*Directions for this task:* The expected output is every entry, repeated word for word.

*Records supplied:*
***
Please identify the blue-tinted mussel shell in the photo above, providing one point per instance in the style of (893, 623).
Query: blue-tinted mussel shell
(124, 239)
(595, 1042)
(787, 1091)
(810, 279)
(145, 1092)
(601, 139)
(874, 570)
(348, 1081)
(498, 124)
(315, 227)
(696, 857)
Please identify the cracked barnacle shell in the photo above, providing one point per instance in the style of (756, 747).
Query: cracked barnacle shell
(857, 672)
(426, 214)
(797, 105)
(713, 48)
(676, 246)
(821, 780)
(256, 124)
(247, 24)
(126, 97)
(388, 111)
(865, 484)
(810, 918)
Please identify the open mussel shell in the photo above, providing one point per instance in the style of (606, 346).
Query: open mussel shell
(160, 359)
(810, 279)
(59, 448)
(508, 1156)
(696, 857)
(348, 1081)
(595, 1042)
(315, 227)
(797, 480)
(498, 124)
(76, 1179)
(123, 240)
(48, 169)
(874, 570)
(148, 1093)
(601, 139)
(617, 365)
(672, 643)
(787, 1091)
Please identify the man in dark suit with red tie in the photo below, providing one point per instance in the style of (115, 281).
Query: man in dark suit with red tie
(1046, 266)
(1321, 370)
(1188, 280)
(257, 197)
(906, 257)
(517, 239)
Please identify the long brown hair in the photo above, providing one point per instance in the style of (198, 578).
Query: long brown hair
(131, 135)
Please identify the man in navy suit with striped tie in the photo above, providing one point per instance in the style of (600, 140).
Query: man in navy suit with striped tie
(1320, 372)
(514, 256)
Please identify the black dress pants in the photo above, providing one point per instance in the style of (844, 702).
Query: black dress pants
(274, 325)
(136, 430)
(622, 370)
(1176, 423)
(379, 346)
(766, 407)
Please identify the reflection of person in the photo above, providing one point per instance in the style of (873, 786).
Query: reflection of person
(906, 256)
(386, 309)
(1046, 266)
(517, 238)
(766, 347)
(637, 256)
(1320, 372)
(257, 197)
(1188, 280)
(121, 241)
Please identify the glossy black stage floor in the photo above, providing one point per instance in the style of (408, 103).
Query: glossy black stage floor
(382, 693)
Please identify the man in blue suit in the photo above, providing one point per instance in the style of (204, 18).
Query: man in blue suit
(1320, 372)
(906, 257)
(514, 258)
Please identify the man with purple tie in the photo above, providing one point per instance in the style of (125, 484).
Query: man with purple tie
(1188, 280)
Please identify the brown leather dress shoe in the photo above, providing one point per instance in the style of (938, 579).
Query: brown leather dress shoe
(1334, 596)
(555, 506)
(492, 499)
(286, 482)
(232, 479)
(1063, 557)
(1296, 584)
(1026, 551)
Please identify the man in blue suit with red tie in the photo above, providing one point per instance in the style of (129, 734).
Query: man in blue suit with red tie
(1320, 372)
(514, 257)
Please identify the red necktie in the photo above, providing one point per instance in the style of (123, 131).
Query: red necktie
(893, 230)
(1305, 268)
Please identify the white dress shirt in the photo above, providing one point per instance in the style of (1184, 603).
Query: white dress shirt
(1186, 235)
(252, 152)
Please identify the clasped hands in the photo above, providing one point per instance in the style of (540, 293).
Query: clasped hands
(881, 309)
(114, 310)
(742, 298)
***
*Written solution:*
Please identify the blue-tinted mussel shell in the photo above, providing one point per instance in the style of (893, 623).
Query: blue-tinted mussel shell
(124, 239)
(595, 1042)
(787, 1091)
(810, 279)
(145, 1092)
(601, 139)
(874, 570)
(348, 1081)
(498, 124)
(315, 227)
(696, 857)
Please identify the cracked barnacle shell in the photo above, providing one point per instance in the style of (756, 747).
Query: cracked barnacle shell
(857, 672)
(426, 214)
(797, 105)
(713, 48)
(676, 246)
(821, 780)
(256, 124)
(247, 24)
(126, 97)
(388, 111)
(865, 484)
(810, 918)
Please identify the open mussel shell in the photo above, providing one point per instance in the style of (606, 346).
Query: open mussel shell
(160, 359)
(810, 279)
(59, 448)
(508, 1156)
(696, 857)
(348, 1081)
(595, 1042)
(315, 227)
(797, 480)
(498, 124)
(76, 1179)
(123, 240)
(48, 169)
(874, 570)
(148, 1093)
(601, 139)
(617, 365)
(672, 643)
(787, 1091)
Please identify the man in dark suit with red tie in the photo below, providing one point per instance in the style of (115, 281).
Query: man in dark suit with red tie
(1046, 266)
(1321, 370)
(1188, 280)
(257, 197)
(906, 257)
(517, 239)
Please identify the long brown hair in the photo above, providing one point per instance in the style of (198, 578).
Query: long brown hair
(131, 135)
Please identify the man in navy suit with striped tie in the photo above, providing one point per instance in the style of (600, 140).
Query: man in navy suit with striped tie
(1320, 372)
(514, 256)
Please identify the black dress pants in the photo above, providing one point per instance in the style of (844, 702).
Query: black dress pants
(274, 325)
(136, 430)
(622, 370)
(1176, 423)
(379, 346)
(766, 407)
Please identify the reflection of person in the photo above, providing one point per instance in the style of (873, 786).
Query: reflection of person
(906, 256)
(386, 309)
(1046, 266)
(517, 238)
(766, 347)
(637, 256)
(1320, 372)
(257, 197)
(1188, 280)
(121, 241)
Please identify the glossy black stage floor in the photo above, providing one point per instance in the style of (408, 103).
Query: glossy black stage floor
(382, 693)
Please identify the man in blue suit in the photo above, providing one point per instance in the style of (204, 18).
Query: man in blue suit
(1320, 372)
(906, 257)
(514, 258)
Please identify the man with purple tie in the photo above, providing one point per instance in the style of (125, 484).
Query: man with purple tie
(1188, 280)
Please identify the brown leather dress shoe in the photo above, providing one point per instance in the style of (938, 579).
Query: brown leather dress shoe
(1334, 596)
(555, 506)
(492, 499)
(286, 482)
(232, 479)
(1063, 557)
(1296, 584)
(1026, 551)
Please identify the man in blue suit with red tie in the photo above, providing one point per instance in the style of (129, 734).
Query: man in blue suit with red tie
(1320, 372)
(514, 257)
Please identify the red necktie in the photo above, providing one point per instance in the style of (123, 131).
Query: red necktie
(893, 230)
(1305, 268)
Please identify the white dress shirt in the photo above, providing one point per instance in the style of (1184, 603).
Query: white dress shirt
(1186, 235)
(252, 152)
Please identify the clasped hands in the photo above, providing one point per instance in the style of (540, 293).
Query: clasped hands
(881, 309)
(114, 310)
(742, 298)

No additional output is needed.